---------- Record list

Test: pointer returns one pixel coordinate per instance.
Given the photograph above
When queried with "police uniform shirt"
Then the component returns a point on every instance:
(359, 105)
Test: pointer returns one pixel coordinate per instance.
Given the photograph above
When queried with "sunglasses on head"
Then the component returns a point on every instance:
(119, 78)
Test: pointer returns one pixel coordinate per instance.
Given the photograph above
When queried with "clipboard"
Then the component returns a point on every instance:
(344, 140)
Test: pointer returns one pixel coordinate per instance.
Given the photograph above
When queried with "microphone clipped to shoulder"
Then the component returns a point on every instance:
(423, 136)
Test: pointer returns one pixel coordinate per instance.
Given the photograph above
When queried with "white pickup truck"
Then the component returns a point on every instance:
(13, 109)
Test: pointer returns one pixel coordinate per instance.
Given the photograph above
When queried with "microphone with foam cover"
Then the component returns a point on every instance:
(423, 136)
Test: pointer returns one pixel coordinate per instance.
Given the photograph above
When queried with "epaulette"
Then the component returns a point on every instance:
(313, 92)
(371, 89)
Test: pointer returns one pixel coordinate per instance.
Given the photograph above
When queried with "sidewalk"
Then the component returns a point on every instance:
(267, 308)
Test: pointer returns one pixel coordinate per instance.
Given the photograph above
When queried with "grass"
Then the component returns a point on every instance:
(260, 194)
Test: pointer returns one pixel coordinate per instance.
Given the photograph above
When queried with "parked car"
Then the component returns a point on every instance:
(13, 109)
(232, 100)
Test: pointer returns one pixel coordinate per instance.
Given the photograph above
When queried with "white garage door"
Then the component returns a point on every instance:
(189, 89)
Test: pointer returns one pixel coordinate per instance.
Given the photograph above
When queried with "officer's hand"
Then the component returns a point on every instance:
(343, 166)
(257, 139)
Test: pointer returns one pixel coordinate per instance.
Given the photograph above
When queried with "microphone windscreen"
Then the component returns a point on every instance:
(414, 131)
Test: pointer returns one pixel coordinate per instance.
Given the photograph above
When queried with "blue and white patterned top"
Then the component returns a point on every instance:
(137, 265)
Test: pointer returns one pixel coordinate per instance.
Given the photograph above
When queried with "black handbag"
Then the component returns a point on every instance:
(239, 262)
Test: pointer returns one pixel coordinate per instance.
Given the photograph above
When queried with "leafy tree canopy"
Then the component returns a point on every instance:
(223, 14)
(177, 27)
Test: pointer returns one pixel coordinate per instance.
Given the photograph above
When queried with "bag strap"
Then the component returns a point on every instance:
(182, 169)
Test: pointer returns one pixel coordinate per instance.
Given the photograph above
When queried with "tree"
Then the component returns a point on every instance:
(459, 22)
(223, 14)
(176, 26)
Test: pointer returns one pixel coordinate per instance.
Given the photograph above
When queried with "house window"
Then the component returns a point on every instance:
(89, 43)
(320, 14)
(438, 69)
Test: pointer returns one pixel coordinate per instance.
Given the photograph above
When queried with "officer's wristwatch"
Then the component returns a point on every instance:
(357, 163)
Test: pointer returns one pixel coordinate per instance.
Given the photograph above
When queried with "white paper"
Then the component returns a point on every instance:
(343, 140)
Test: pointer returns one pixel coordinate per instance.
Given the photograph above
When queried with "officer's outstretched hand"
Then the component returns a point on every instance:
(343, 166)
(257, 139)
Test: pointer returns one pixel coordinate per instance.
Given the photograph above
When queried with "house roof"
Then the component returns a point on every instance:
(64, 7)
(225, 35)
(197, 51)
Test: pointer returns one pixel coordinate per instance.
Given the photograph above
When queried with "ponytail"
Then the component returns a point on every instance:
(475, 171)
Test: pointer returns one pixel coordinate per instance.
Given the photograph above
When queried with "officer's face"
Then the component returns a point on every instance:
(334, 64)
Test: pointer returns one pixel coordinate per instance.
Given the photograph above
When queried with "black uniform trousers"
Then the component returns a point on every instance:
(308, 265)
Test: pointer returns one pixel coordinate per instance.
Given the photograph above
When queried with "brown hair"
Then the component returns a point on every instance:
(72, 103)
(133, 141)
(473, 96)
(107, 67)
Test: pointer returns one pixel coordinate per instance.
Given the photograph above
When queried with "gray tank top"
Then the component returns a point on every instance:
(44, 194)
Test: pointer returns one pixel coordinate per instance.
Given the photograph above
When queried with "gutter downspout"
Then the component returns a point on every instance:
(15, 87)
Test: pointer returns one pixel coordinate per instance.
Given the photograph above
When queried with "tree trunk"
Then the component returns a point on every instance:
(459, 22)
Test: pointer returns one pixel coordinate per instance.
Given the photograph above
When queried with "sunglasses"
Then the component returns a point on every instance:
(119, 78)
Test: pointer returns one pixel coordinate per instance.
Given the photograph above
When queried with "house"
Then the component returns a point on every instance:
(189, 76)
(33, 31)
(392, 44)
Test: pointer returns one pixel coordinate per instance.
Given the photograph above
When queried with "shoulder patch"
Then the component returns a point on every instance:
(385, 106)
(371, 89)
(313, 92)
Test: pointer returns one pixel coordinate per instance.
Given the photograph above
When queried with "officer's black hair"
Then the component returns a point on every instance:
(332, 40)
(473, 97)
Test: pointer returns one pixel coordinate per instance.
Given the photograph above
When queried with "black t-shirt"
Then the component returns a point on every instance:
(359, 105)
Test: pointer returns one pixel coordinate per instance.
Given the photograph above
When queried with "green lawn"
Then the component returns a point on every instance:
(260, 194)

--------------------

Find each line in the listing above that contains the string "house" and copy those lines. Matches must have the same case.

When queried with "house window"
When queried with "house roof"
When queried with "house"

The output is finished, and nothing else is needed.